MATERIAL SHOWN »
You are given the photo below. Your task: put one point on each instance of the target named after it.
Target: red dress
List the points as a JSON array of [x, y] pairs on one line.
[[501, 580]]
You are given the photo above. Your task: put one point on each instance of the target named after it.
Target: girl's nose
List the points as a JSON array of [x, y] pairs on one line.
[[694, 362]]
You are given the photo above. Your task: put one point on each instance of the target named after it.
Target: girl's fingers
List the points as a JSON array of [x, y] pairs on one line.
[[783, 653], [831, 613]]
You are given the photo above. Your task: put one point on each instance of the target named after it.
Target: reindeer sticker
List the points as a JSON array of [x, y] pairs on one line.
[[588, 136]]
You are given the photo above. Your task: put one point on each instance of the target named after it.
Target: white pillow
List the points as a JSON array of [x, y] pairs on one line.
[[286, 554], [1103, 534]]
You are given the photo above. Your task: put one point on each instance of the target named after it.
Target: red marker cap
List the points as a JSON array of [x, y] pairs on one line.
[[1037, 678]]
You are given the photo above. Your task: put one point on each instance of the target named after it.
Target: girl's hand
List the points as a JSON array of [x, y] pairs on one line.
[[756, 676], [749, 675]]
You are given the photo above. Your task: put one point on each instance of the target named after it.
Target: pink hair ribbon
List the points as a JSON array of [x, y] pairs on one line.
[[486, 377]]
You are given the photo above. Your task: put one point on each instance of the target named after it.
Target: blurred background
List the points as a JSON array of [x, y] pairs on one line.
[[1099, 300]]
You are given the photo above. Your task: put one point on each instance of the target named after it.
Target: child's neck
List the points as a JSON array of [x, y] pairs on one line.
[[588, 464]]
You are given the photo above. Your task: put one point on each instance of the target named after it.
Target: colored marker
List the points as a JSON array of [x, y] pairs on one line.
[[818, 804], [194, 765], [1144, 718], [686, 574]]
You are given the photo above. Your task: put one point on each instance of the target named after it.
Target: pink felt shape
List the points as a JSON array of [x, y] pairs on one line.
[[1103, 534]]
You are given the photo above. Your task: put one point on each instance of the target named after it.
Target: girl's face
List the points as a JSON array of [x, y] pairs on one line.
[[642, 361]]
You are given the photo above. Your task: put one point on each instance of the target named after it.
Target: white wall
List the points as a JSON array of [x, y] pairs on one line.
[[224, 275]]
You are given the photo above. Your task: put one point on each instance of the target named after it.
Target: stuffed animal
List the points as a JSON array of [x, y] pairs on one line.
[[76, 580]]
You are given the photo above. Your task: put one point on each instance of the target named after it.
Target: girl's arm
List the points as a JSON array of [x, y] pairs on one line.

WHAT IS EXPECTED »
Copy each line from the data that features the string "marker".

EXERCISE SOLUTION »
Target: red marker cap
Target: colored marker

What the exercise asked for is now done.